[Records from a data source]
----------------------------------------

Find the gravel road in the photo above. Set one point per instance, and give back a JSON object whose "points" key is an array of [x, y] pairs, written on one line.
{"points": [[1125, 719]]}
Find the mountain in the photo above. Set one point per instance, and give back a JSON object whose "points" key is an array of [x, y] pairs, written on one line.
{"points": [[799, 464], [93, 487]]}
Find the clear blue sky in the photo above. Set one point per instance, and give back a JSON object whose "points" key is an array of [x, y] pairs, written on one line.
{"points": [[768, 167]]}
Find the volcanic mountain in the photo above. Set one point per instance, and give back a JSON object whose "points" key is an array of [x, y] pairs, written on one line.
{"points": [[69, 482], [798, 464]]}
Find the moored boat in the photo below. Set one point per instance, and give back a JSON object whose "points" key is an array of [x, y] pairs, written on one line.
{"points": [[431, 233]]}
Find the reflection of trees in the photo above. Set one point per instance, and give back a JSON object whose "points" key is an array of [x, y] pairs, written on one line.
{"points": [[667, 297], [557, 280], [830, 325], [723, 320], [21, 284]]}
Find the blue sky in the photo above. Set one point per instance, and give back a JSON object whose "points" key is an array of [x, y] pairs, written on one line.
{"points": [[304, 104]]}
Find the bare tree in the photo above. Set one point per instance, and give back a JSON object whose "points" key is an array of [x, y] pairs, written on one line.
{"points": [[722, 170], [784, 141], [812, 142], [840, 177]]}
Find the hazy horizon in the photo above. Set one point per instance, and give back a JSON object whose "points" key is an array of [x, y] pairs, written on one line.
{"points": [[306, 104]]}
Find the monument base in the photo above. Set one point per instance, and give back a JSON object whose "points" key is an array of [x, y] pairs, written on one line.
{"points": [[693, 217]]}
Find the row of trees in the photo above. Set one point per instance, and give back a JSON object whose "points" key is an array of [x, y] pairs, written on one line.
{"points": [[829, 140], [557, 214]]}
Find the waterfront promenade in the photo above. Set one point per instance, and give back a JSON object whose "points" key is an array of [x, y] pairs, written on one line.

----------------------------------------

EXERCISE -> The answer must be the lines from the one containing "Find the monument" through the last line of the records, written out exactly; please include nothing more.

REPLY TO THE EXERCISE ->
Find the monument base in the photo above. Set one point per instance, and give back a JSON object whose "points" key is an array of [x, y] pairs, written on one line.
{"points": [[693, 217]]}
Find the row of trees in the photo above. Set one point per instance, and give back a JSON object whose "points" key is an array of [x, y] pairs, written on one line.
{"points": [[829, 140], [557, 214]]}
Find the waterfront promenade in the photo above. Set one point per instance, and give back a JSON object whose "points" key is an array of [x, y] pairs, written on one line.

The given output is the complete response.